■ **Exercise instructions**: Update the inquest report's passage that begins at the words "He had been" and stops after "the inquest heard.", replacing "gastrointestinal issues" with "digestive problems".

■ **Exercise passage**:
==================================================
A GRIEVING son told an inquest that medical services failed his father, partly because he lived in a rural area.

The coroner heard the 88-year-old was treated at both Swindon’s Great Western Hospital and the Royal Berkshire Hospital in Reading – and that respective staff did not always communicate adequately.

Reading Town Hall
Reading Town Hall

The inquest was being held at Reading Town Hall on Wednesday, August 27, into the death of Colin Underhill-Smith, who lived at Mill Lane in Lambourn.

Mr Underhill-Smith died in the arms of his son, Clive, on May 4 last year – at home, as he had wished.

He had been ill with gastrointestinal issues for some time and had a feeding tube fitted, but generally remained in good spirits despite his suffering, the inquest heard.

But his son told the coroner that, instead of sending qualified staff to manage the feeding tube, whenever there were issues his father would be taken to one hospital or the other and kept in for a week – unnecessarily, the family believed.

He said: “There was no co-ordination between [the two] hospitals.”
==================================================
■ **Material provided**:
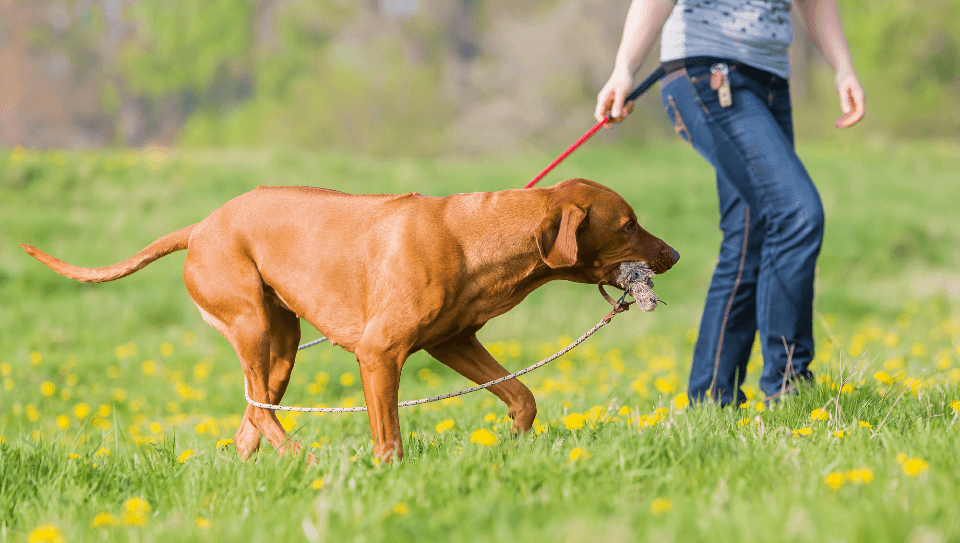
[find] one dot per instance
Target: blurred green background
(406, 77)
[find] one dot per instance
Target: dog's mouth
(636, 278)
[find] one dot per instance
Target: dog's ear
(557, 235)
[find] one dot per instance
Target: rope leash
(618, 306)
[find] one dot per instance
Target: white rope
(543, 362)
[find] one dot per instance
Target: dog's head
(590, 230)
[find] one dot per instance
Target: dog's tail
(172, 242)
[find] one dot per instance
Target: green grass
(167, 383)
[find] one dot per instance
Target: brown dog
(384, 276)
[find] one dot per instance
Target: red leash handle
(642, 88)
(566, 153)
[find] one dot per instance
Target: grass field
(118, 401)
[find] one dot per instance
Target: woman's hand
(851, 98)
(611, 97)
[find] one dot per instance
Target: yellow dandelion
(105, 520)
(883, 377)
(661, 505)
(664, 385)
(135, 511)
(48, 533)
(579, 454)
(81, 410)
(574, 421)
(915, 466)
(484, 437)
(860, 476)
(835, 480)
(918, 349)
(47, 388)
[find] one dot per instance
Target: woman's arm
(645, 18)
(822, 18)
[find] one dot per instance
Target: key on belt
(720, 82)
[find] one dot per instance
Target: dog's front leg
(380, 375)
(465, 355)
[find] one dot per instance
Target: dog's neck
(504, 270)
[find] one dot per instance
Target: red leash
(567, 153)
(642, 88)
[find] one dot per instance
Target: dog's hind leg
(465, 355)
(380, 361)
(232, 299)
(284, 339)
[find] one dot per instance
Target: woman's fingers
(852, 101)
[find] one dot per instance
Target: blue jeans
(772, 222)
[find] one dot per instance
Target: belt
(762, 76)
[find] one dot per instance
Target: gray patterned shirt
(754, 32)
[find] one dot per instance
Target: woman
==================================================
■ **Exercise answer**:
He had been ill with digestive problems for some time and had a feeding tube fitted, but generally remained in good spirits despite his suffering, the inquest heard.